### Instructions to follow
Find every line below that contains the string "paved", treating uppercase and lowercase as distinct, and copy each such line in full.

### Data for processing
______

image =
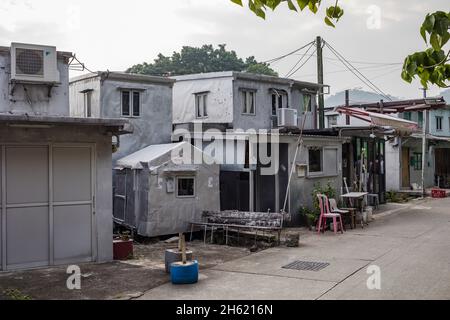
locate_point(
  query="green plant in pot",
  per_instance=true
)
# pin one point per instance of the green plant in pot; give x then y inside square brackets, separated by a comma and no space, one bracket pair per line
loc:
[125,236]
[310,216]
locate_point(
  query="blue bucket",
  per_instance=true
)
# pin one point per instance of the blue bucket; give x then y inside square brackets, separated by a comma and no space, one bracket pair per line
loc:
[184,273]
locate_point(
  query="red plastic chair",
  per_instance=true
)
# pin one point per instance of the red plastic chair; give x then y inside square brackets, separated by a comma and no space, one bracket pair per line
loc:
[326,213]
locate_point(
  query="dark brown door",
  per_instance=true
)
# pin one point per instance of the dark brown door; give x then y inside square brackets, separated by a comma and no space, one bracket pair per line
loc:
[405,168]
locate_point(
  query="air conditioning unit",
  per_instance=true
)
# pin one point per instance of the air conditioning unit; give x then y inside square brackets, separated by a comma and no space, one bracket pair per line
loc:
[287,117]
[34,63]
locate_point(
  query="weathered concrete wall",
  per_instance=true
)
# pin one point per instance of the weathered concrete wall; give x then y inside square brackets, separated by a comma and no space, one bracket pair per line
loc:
[154,126]
[393,167]
[445,114]
[219,100]
[33,99]
[158,212]
[262,119]
[102,141]
[77,104]
[301,187]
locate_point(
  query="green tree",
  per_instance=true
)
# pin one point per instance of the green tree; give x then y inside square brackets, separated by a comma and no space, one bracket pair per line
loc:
[259,7]
[430,66]
[201,60]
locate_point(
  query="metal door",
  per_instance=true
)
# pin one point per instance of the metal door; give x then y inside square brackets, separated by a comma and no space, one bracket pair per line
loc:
[47,203]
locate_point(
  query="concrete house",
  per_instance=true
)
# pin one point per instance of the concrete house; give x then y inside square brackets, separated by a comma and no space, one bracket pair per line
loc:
[160,189]
[145,101]
[55,170]
[252,115]
[402,153]
[437,169]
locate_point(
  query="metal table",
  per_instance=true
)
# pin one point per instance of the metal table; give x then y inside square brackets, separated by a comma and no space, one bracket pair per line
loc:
[359,197]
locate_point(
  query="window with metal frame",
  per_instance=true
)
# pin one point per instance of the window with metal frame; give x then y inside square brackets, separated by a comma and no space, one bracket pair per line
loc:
[438,123]
[279,100]
[185,187]
[417,161]
[307,103]
[88,104]
[131,103]
[248,98]
[201,107]
[315,160]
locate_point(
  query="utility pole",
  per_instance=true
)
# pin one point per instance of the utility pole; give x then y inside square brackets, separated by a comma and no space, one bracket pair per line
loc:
[424,144]
[347,104]
[320,81]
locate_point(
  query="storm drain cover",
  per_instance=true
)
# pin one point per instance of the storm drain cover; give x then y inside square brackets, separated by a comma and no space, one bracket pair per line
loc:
[306,265]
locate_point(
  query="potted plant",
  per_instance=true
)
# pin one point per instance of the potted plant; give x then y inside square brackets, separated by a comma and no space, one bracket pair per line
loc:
[123,246]
[309,217]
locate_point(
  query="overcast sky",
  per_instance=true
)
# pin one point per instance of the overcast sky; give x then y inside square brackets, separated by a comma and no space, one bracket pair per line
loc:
[113,34]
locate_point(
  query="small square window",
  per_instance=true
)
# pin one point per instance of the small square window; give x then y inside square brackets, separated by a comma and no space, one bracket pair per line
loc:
[248,101]
[315,160]
[438,123]
[88,104]
[136,104]
[417,161]
[407,116]
[279,100]
[186,187]
[332,121]
[126,103]
[201,110]
[131,103]
[307,103]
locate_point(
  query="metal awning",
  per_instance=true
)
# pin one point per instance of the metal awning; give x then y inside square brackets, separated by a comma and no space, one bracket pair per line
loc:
[379,119]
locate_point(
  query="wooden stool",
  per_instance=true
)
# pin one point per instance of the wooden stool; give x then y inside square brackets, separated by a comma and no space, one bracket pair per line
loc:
[352,216]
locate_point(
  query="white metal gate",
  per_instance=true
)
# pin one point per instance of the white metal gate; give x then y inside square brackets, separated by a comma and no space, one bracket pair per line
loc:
[47,203]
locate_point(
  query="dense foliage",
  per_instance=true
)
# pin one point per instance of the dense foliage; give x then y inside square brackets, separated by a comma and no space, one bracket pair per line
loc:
[431,65]
[201,60]
[259,7]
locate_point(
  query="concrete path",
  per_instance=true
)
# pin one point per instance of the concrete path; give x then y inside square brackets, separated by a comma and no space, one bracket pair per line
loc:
[410,245]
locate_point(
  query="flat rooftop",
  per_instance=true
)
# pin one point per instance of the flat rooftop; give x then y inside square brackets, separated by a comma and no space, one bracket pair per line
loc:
[118,125]
[124,76]
[248,76]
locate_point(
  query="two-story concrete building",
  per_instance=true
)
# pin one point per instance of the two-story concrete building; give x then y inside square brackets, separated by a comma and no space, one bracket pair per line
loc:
[55,170]
[250,124]
[401,153]
[437,170]
[145,101]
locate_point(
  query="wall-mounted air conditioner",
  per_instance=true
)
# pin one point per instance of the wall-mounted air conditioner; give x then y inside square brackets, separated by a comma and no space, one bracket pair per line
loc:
[34,63]
[287,117]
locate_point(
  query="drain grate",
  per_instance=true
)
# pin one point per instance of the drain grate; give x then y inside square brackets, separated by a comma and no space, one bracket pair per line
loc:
[306,265]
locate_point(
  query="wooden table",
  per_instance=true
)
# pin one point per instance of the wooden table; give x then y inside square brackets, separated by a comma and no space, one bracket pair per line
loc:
[358,196]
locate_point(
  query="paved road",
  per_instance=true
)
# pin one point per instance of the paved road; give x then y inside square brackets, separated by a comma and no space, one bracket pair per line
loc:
[411,247]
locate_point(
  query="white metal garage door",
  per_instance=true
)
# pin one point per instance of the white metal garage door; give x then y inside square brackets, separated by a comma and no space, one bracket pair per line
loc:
[46,205]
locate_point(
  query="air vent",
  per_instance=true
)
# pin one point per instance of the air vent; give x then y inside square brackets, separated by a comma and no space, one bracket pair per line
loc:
[287,117]
[32,63]
[29,62]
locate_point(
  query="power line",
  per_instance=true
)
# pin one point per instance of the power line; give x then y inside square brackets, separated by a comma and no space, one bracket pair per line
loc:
[301,58]
[306,61]
[288,54]
[365,62]
[356,72]
[79,66]
[361,68]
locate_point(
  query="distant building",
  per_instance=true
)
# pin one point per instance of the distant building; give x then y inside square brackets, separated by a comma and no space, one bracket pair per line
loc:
[403,154]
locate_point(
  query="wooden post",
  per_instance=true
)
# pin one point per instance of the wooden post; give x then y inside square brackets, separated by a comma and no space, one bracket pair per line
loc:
[183,248]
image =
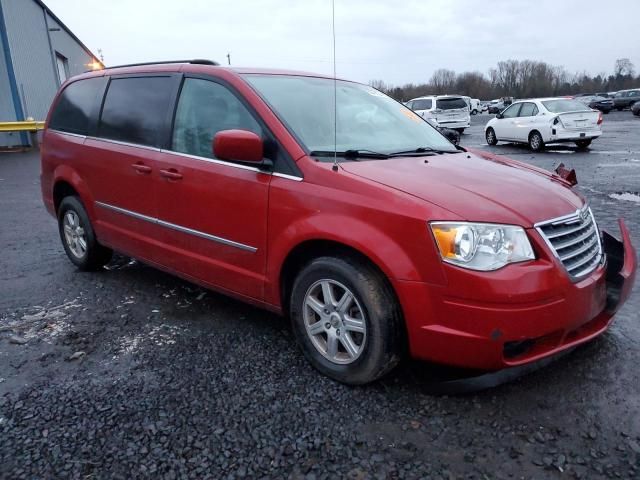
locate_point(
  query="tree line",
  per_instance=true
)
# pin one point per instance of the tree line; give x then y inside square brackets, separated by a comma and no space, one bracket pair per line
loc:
[516,78]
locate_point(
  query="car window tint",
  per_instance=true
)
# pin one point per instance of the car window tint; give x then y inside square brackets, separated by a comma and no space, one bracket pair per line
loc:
[134,110]
[424,104]
[76,103]
[512,111]
[204,109]
[528,110]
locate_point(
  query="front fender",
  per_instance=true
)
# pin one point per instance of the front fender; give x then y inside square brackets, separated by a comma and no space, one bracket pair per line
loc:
[392,258]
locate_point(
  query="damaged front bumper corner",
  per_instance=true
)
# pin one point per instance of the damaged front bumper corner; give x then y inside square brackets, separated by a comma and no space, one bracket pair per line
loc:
[621,267]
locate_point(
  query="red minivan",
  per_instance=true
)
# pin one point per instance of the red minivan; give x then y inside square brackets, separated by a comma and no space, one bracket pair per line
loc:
[327,201]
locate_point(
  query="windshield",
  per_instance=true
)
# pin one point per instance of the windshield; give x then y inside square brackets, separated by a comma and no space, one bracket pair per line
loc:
[563,105]
[366,118]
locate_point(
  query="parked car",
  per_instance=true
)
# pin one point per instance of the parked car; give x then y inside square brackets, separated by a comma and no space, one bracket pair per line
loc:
[496,107]
[605,105]
[626,98]
[450,111]
[451,135]
[546,120]
[373,234]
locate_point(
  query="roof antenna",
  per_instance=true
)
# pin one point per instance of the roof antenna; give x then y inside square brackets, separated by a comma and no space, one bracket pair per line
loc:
[335,89]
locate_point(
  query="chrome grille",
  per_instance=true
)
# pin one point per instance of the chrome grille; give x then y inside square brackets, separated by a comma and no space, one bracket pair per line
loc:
[575,240]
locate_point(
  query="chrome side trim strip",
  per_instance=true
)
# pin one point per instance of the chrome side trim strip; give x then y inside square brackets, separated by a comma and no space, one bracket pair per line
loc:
[288,177]
[215,160]
[77,135]
[231,164]
[178,228]
[139,216]
[126,144]
[207,236]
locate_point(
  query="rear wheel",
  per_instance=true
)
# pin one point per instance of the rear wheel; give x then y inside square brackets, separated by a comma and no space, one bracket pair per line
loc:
[536,143]
[78,238]
[346,319]
[490,135]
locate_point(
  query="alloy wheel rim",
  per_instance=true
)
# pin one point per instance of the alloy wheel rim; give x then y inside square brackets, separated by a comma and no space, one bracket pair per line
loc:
[334,321]
[535,142]
[74,234]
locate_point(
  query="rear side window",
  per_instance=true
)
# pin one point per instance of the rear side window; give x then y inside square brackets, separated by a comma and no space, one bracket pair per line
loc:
[528,110]
[204,109]
[135,109]
[424,104]
[512,111]
[73,109]
[451,103]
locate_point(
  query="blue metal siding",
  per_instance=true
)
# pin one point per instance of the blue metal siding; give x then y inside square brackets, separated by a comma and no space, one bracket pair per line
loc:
[34,65]
[10,104]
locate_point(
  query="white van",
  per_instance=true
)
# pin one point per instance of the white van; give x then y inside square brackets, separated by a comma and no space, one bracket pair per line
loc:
[450,111]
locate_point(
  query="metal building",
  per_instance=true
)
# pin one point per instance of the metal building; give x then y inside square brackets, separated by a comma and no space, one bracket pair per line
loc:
[37,54]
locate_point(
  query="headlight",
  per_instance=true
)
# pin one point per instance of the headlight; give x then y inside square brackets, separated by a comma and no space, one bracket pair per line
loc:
[481,246]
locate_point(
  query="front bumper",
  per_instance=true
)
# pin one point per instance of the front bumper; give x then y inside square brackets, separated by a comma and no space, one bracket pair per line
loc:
[521,314]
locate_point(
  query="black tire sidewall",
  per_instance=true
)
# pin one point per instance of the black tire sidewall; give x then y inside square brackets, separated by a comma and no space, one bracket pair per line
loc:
[379,315]
[91,258]
[486,135]
[540,144]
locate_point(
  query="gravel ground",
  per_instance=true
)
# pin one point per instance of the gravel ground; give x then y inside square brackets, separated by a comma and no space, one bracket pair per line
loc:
[132,373]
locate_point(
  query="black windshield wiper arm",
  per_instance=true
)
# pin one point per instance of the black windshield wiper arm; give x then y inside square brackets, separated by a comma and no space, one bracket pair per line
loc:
[427,150]
[350,154]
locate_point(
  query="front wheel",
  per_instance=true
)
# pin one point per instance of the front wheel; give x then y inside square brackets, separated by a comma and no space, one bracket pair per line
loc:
[490,135]
[346,319]
[78,238]
[536,143]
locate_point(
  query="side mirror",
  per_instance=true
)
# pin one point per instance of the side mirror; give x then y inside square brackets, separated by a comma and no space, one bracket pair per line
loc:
[238,145]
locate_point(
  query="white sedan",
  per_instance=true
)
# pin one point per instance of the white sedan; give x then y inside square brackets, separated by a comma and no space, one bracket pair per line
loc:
[545,120]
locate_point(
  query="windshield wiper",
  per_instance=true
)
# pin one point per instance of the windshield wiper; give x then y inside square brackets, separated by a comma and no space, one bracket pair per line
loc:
[350,154]
[427,150]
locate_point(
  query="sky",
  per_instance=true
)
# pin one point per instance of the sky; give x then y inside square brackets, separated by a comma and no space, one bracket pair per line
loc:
[398,42]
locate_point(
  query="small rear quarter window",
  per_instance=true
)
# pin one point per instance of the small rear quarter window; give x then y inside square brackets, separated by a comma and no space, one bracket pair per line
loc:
[76,105]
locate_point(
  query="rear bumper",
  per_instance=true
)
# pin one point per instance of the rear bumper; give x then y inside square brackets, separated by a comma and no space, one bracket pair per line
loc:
[562,135]
[454,124]
[521,314]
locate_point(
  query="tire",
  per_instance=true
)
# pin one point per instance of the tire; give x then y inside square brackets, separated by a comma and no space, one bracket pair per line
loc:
[536,143]
[75,231]
[490,135]
[374,307]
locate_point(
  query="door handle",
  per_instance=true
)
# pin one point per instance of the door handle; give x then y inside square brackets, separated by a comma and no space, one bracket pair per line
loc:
[171,174]
[141,168]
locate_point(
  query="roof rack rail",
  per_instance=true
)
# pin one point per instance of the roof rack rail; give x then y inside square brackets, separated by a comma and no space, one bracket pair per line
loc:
[197,61]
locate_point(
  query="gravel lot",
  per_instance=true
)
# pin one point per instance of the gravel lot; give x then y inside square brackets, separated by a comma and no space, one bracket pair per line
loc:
[132,373]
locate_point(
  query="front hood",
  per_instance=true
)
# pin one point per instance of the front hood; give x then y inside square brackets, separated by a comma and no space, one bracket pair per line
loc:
[475,187]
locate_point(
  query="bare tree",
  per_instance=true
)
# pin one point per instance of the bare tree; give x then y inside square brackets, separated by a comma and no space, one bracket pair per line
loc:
[623,67]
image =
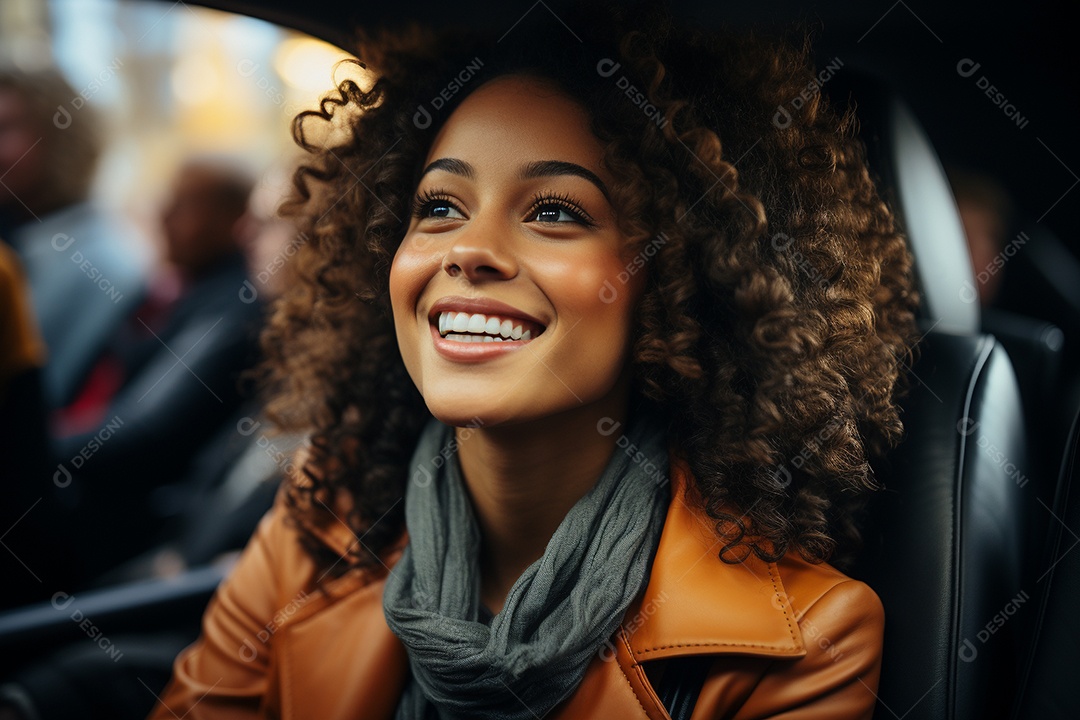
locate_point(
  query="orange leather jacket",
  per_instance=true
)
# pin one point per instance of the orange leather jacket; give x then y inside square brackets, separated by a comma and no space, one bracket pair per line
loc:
[790,639]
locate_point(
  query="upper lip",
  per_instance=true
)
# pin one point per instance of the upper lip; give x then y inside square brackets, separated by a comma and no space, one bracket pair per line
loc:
[483,307]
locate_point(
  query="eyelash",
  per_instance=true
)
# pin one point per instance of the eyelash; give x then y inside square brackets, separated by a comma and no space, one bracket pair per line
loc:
[424,201]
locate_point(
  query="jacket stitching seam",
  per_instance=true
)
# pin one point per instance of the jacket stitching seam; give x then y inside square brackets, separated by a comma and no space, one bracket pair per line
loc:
[625,644]
[773,578]
[645,651]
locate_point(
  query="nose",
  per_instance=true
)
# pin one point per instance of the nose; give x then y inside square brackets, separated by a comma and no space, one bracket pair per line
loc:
[480,256]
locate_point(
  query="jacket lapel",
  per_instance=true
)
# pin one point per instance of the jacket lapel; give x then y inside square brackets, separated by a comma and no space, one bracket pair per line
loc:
[696,603]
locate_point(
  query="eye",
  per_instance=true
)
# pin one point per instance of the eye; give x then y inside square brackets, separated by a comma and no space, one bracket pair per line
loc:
[435,204]
[557,209]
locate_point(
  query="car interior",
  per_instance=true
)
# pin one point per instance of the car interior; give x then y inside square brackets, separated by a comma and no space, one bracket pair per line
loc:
[970,543]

______

### Solved exercise
  query="paved road",
# pin one point per instance of the paved road; give x then y inside square brackets, separated by a comma and no space, one bracket pair per line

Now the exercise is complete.